Browsing though the March edition of Vanity Fair, I came across an interview with Stanley Donen, a man in his late 80s who began a brilliant film career young in his life and by the time he was 25, he was directing film luminaries like Gene Kelly, Fred Astaire and Audrey Hepburn. Asked how he managed so much success so early, his answer was simple. “You have to have luck and you can’t do without it.” (“Out to Lunch,” by John Heilpern, Vanity Fair, 3/13, pg. 152.)
Luck. We all know what that is. It’s that rare event that puts a smile on your face and a frown on the face of your enemies. It’s that twinge of happiness and envy someone feels when a friend succeeds. Luck is rare, otherwise it wouldn’t be called luck. It would be called life.

**TASKS TO PERFORM**
1: State whether each statement agrees with the essay on luck, answering yes or no and quoting the words of the essay that decide it: (a) Donen was directing Gene Kelly, Fred Astaire and Audrey Hepburn by the age of 25; (b) the interview appeared in the April edition of Vanity Fair; (c) the essay describes luck as common.
2: Write the next paragraph of the essay on luck, picking up after its final sentence.
The records below come from a separate source.

**GIVEN DATA**
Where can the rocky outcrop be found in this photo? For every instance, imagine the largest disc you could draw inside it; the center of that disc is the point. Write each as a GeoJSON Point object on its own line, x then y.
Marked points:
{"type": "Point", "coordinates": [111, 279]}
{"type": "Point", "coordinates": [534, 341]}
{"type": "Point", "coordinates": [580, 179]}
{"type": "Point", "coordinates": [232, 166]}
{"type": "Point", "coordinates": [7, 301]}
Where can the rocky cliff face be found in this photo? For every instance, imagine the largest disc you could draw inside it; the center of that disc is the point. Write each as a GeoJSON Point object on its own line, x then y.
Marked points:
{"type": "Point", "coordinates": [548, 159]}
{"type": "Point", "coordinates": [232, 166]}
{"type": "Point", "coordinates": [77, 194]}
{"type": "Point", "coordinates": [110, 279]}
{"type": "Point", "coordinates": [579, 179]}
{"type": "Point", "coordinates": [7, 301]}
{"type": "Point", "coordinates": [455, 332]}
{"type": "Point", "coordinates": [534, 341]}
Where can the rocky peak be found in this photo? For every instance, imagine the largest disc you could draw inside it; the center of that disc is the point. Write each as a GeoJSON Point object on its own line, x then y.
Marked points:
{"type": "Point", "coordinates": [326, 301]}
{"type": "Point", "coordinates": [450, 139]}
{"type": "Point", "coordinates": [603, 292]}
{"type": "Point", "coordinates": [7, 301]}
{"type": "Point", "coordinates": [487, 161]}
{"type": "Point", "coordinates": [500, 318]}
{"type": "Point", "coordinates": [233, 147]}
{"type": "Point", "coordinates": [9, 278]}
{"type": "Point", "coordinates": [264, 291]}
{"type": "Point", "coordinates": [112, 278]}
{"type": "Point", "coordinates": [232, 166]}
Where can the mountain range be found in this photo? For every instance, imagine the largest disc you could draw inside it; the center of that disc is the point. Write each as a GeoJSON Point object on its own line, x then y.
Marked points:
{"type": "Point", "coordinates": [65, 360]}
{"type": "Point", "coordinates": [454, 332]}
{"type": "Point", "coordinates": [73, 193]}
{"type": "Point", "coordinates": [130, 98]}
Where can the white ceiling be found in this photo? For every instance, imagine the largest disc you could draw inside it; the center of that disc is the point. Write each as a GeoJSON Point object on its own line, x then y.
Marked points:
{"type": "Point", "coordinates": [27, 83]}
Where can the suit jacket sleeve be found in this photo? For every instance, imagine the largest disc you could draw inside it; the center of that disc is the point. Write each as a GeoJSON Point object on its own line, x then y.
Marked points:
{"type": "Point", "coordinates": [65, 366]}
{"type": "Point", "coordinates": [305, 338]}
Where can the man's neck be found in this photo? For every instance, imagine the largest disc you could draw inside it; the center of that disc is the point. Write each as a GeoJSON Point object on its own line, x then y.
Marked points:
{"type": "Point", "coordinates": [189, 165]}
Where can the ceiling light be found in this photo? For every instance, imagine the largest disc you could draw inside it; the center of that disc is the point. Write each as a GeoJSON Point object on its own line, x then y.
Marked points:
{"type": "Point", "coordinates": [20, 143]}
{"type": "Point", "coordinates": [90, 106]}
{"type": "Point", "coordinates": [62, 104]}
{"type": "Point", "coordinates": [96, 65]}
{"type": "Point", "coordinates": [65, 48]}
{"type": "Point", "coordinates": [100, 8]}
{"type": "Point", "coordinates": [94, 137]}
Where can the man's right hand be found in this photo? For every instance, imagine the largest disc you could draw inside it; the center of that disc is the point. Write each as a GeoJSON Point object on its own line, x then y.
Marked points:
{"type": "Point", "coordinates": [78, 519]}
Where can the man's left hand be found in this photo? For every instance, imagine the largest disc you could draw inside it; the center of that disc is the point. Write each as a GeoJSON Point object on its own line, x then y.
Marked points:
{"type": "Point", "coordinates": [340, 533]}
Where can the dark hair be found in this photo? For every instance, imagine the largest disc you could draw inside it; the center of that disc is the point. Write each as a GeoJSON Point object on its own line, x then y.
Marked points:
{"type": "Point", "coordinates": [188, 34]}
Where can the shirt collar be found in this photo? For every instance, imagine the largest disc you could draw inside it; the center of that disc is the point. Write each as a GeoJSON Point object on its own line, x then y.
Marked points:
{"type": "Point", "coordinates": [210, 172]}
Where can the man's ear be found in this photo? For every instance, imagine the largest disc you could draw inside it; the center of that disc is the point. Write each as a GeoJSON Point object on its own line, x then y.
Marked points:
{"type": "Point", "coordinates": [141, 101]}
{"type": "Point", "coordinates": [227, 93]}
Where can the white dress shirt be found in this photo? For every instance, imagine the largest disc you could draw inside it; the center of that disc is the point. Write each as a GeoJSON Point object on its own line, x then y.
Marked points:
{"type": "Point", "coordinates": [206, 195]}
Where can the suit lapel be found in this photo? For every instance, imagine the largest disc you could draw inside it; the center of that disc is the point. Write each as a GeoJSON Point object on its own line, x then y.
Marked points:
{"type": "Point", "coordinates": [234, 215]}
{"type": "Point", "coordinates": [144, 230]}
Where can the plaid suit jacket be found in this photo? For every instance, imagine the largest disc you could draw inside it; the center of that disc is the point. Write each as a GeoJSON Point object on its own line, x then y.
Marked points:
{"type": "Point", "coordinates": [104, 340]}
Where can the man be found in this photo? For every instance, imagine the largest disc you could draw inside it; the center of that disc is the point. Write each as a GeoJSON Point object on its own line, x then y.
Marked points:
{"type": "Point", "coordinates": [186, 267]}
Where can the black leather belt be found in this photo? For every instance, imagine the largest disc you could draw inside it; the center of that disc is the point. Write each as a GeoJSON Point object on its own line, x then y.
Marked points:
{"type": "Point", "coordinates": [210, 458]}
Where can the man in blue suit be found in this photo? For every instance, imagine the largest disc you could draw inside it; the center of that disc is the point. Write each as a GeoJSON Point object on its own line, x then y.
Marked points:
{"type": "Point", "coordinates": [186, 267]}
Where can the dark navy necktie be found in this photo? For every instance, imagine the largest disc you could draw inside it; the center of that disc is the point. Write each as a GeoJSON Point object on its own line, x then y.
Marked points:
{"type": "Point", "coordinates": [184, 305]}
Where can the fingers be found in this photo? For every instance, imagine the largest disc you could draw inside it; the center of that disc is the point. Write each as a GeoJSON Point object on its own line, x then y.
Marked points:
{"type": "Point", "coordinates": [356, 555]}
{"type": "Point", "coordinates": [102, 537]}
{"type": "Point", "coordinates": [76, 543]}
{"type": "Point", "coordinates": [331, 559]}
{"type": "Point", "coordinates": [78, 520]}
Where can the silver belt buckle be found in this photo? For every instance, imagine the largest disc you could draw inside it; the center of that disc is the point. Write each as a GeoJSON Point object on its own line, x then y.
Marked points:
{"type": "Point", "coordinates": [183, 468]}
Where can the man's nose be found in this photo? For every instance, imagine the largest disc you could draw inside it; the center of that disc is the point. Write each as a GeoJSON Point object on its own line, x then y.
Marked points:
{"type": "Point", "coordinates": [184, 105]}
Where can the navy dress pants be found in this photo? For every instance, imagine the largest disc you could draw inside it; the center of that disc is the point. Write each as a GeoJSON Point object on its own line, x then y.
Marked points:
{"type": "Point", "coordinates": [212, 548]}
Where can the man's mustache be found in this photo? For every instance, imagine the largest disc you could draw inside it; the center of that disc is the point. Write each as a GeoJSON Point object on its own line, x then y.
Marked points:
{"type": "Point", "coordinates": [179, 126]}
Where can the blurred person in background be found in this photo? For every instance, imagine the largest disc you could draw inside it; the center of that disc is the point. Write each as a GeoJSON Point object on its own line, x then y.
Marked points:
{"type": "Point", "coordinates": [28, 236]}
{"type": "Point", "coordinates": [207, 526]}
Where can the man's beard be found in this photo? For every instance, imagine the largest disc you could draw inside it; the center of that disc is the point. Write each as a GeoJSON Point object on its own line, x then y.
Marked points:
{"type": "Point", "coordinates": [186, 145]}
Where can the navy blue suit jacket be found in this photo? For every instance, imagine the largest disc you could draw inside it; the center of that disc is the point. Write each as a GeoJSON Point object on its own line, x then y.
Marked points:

**ANSWERS GIVEN**
1:
(a) Yes: "by the time he was 25, he was directing film luminaries like Gene Kelly, Fred Astaire and Audrey Hepburn"
(b) No: "the March edition of Vanity Fair"
(c) No: "Luck is rare, otherwise it wouldn’t be called luck."

2:
But maybe life is luck. Consider the odds of being born. There are 30,000 active genes in the human genome and the numerical permutations of the alignment of those genes to make an individual are almost infinite to the human mind. Now add the fact that one sperm out of thousands makes it to a single female egg to create “you.” Those are stupefying odds, says scientist Richard Dawkins, and those chosen to make it into life are “the lucky ones.” (Dawkins quote from Why Does the World Exist by Jim Holt. Pg. 255.)
Given the odds against existence, I pause today to celebrate my mother’s 97th birthday — a stroke of luck for her and for me. Happy birthday, mom.